■ **EXERCISE GOAL**
The listing that follows should be duplicated character for character.

###

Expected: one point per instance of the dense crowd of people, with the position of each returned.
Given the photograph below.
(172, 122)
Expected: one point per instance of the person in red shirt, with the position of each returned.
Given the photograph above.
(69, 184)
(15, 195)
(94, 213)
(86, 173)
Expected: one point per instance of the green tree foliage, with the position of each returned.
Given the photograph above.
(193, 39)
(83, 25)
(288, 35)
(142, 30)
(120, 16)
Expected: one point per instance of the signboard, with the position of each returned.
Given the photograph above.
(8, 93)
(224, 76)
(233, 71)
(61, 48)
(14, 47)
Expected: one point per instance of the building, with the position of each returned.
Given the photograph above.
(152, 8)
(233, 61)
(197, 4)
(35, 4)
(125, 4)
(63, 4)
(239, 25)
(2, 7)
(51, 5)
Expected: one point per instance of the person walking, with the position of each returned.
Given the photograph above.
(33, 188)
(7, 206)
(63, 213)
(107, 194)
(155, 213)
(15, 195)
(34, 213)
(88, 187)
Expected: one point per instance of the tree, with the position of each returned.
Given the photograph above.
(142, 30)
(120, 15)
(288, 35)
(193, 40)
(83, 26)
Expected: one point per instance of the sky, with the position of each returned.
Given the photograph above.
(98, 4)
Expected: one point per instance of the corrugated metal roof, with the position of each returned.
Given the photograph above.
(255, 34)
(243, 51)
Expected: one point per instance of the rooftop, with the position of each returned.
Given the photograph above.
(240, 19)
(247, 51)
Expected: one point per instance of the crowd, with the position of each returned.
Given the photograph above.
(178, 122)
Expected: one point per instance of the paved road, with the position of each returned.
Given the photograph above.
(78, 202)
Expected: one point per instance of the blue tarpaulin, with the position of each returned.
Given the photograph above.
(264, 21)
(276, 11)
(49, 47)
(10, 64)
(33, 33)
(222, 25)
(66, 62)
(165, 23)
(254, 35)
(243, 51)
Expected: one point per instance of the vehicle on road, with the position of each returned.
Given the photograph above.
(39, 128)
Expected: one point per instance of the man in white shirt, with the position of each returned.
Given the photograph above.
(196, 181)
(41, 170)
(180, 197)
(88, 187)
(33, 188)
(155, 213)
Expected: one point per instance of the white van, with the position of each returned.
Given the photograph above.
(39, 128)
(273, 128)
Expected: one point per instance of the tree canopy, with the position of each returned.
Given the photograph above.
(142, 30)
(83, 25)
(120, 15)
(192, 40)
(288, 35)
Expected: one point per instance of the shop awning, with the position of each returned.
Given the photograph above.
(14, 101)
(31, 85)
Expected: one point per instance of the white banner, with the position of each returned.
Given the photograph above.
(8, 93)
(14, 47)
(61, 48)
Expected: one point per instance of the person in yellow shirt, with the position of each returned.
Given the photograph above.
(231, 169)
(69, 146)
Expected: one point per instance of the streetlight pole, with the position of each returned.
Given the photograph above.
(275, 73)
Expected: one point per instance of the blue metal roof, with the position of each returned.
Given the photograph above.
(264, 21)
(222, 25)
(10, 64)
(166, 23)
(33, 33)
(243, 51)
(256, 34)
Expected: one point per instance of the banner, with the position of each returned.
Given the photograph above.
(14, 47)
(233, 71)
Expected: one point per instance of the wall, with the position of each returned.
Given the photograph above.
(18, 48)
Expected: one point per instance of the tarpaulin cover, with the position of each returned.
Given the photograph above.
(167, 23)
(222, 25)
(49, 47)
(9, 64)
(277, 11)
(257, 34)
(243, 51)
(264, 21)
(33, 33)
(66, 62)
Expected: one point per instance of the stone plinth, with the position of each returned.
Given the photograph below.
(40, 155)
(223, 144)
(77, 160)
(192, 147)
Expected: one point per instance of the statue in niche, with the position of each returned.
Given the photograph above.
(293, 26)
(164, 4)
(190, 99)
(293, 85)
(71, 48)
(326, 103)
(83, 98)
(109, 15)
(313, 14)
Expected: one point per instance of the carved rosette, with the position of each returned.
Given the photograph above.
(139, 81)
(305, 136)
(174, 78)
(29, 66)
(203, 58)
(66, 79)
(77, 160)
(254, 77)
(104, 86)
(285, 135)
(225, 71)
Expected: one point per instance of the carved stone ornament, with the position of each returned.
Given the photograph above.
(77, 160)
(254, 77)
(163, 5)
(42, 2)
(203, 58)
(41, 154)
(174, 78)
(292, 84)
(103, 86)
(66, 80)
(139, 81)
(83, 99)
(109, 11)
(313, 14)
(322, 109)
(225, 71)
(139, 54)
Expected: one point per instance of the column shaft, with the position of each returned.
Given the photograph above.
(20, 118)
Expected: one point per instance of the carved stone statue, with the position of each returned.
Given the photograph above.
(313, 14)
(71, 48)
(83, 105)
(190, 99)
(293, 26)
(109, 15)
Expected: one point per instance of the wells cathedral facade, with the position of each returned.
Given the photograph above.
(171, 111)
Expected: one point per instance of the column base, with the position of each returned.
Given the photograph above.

###

■ **YOUR SOLUTION**
Expected: one point per instance of the dense crowd of people, with the position of each returned.
Given the photograph below.
(172, 122)
Expected: one point per instance of the person in red shirt, with the position of each returned.
Given the photograph above.
(69, 184)
(15, 195)
(94, 213)
(86, 173)
Expected: one point per instance of the green tree foliage, with the position of each returned.
Given the photograph above.
(193, 39)
(83, 25)
(288, 35)
(142, 30)
(120, 16)
Expected: one point per instance of the signboard, with the position of each returned.
Given the photograph above.
(8, 93)
(224, 76)
(233, 71)
(61, 48)
(14, 47)
Expected: one point per instance of the building, with the position of each returned.
Given the photograph above.
(152, 8)
(233, 61)
(197, 4)
(35, 4)
(125, 4)
(63, 4)
(239, 25)
(2, 7)
(51, 5)
Expected: one point per instance of the person walking, with the position of each returned.
Given the photograph above.
(33, 188)
(7, 206)
(63, 213)
(107, 194)
(155, 213)
(15, 195)
(34, 213)
(88, 187)
Expected: one point per instance of the tree, with the position of each returned.
Given the photograph above.
(142, 30)
(120, 15)
(288, 35)
(193, 40)
(83, 26)
Expected: one point per instance of the sky, with the position of each returned.
Given the photograph above.
(98, 4)
Expected: one point per instance of the corrugated metal roof, with the position of each returned.
Given the photograph above.
(255, 34)
(243, 51)
Expected: one point per instance of the rooftop, with the position of each returned.
Given the photograph above.
(240, 19)
(247, 51)
Expected: one point per instance of the crowd, with the position of each returned.
Given the photograph above.
(178, 122)
Expected: one point per instance of the paved road, with the position of each returned.
Given the photograph above.
(78, 202)
Expected: one point per instance of the blue tarpaulin, with the position of each returned.
Given the photograph above.
(264, 21)
(276, 11)
(49, 47)
(10, 64)
(33, 33)
(222, 25)
(66, 62)
(165, 23)
(254, 35)
(243, 51)
Expected: one point per instance of the vehicle on road, with the position of each returned.
Given the photograph above.
(39, 128)
Expected: one point per instance of the man in white shirt, with the position of each returned.
Given the photograph above.
(196, 181)
(41, 170)
(180, 197)
(88, 187)
(33, 188)
(155, 213)
Expected: one point per instance of the white van, with the position of each returned.
Given the photograph above.
(39, 128)
(273, 128)
Expected: one point per instance of the tree canopy, with the position of each returned.
Given the photograph above.
(142, 30)
(83, 25)
(120, 15)
(192, 40)
(288, 35)
Expected: one point per instance of the shop awning, with the position of each returned.
Given the photograph above.
(14, 101)
(31, 85)
Expected: one point per instance of the white banner, with the position of each returned.
Given the photograph above.
(8, 93)
(14, 47)
(61, 48)
Expected: one point per instance of the person in yellow shirt, with the position of each returned.
Given the photograph above.
(231, 169)
(69, 146)
Expected: one point per instance of the streetlight pole, with the position of each returned.
Given the photograph above.
(275, 73)
Expected: one point per instance of the blue metal roof, with the position of each returned.
Given the photograph above.
(264, 21)
(222, 25)
(10, 64)
(166, 23)
(33, 33)
(243, 51)
(256, 34)
Expected: one point per instance of the banner, with the position of each returned.
Given the photograph above.
(14, 47)
(233, 71)
Expected: one point per instance of the wall, with the position of each returned.
Given the photograph above.
(18, 48)
Expected: one point per instance of the tarpaulin cover, with the position of each returned.
Given the photograph above.
(167, 23)
(222, 25)
(49, 47)
(9, 64)
(277, 11)
(257, 34)
(243, 51)
(264, 21)
(33, 33)
(66, 62)
Expected: one point per instance of the stone plinth, with the position of each returned.
Given the photograph below.
(40, 155)
(223, 144)
(77, 160)
(192, 147)
Expected: one point per instance of the statue in niche, with the position of each returned.
Given the photograph above.
(293, 26)
(164, 4)
(190, 99)
(293, 85)
(71, 48)
(326, 103)
(83, 98)
(109, 15)
(313, 14)
Expected: one point per instance of the carved rosette, with the position of each returned.
Given the photograph above.
(139, 81)
(305, 136)
(174, 78)
(29, 66)
(203, 58)
(66, 79)
(77, 160)
(254, 77)
(104, 86)
(285, 135)
(225, 71)
Expected: one point per instance of the carved stone ornament, with the position of each returned.
Given the photograph above.
(77, 160)
(254, 77)
(163, 5)
(42, 2)
(203, 58)
(41, 154)
(174, 78)
(292, 84)
(103, 86)
(66, 80)
(139, 81)
(83, 99)
(109, 11)
(313, 14)
(322, 109)
(225, 71)
(139, 54)
Expected: one point per instance of the column shaft, with the position of each returned.
Given the photograph above.
(20, 118)
Expected: one point per instance of the carved stone statue, with the position of each returned.
Given the photograph above.
(313, 14)
(71, 48)
(83, 105)
(190, 99)
(293, 26)
(109, 15)
Expected: one point per instance of the wells cathedral facade, with the position of each returned.
Given the photograph above.
(171, 111)
Expected: one point per instance of the column base, with the position of each returned.
Given the photograph above.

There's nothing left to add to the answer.